» Given text:
□ □ □

The Road Not (yet) Taken
The question is not whether I am to respond to the malignant evil steadily engulfing our country: this evil systematically destroying a hallowed system of governance entrusted to our safekeeping, this evil poisoning the hearts and minds of sane and decent citizens in a paroxysm of collective psychosis, this evil driving our planet past a tipping point beyond which its capacity to support the human species becomes increasingly dubious.
No, a response is surely required of me—if for no other reason than as a practicing Christian and contemplative teacher, that is at the heart of what I take the Gospel of John to be demanding of us when it proclaims: “For God so loved the world that he gave his only son.” Like Jesus, we are “given” into this world, required to bear witness to it, to love and cherish it, to safeguard it as best we are able on our watch.
I gently push past the hesitations of colleagues both contemplative and Gurdjieffian, who essentially offer me mirror images of the same fear: that in taking a stand, I risk losing impartiality. I no longer float above the turmoil, but risk getting dragged under by it, becoming part of the problem rather than part of the solution.
But Jesus himself took a stand at the temple when he threw out the money changers and taunted the Pharisees, in effect sealing his political doom. And Gurdjieff risked himself mightily to stay on in occupied Paris during the darkest days of World War II to bring food and solace to his neighbors and an imaginal transfusion of love to an aching world, carried principally through his esoteric work with his most advanced students. When impartiality gets played off against conscience, in my books conscience wins hands down; insofar as it directly reflects the heart, it points to the higher resolution.
So no, declining to engage is not an option for me. The real question is how to engage; On what level and through what interpretive frame can my particular post and spiritual skill set be offered to greatest effectiveness? And it is just here that the Wisdom path seems to fork, offering me not two but three viable options, which in these next few posts I would like to think through with you.

□ □ □

» Parts of the exercise:
1 - Say whether each statement agrees with the essay on responding to evil, answering yes or no and quoting the words of the essay that decide it: (a) The author's colleagues fear that taking a stand risks losing impartiality. (b) Gurdjieff left Paris during World War II. (c) The author sees two viable options for how to engage.
2 - Write a continuation of the essay on responding to evil, beginning right after its final sentence.
The material that comes next is separate from the essay on responding to evil.

» Data provided:

□ □ □

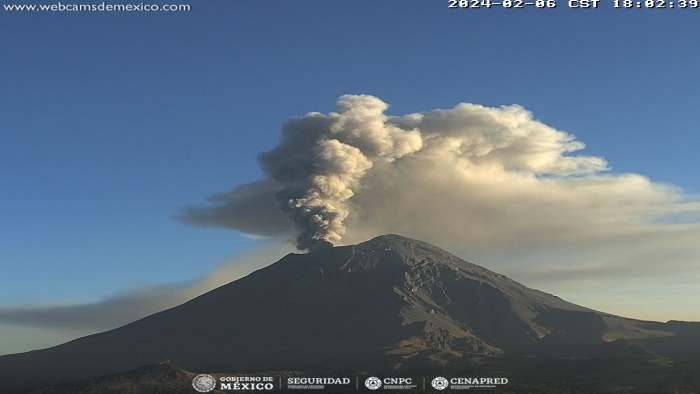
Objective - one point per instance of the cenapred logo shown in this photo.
(204, 383)
(440, 383)
(373, 383)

□ □ □

» Answers to the exercise:
1 -
(a) Yes: "that in taking a stand, I risk losing impartiality"
(b) No: "to stay on in occupied Paris during the darkest days of World War II"
(c) No: "offering me not two but three viable options"

2 -
It seems manifestly clear that the ordeal currently playing out on our national and worldwide viewing screen is a massive reaction— or corrective—to an unfolding that has somehow wandered badly off-course. But on what timeline is this corrective playing out, and for what purpose is it being applied? It is that “for what purpose?” that leaves me stymied and scratching my head. Immediately my mind goes to those three interpretive lenses, each offering its own analysis of the present dilemma and its own optimal path of response. I call these three lenses “historical time,” “Gebserian time,” and “Teilhardian time.”
Historical time thinks in terms of decades, at best centuries. Gebserian time thinks in terms of “structures of consciousness,” which equate roughly with cultural epochs, or in other words, millennia. Teilhardian time thinks in terms of geological time and is measured in tens of thousands, even millions, of years. Each of these viewing lenses affords a significantly different take on where the original deviation occurred and what the corresponding course correction wants to be.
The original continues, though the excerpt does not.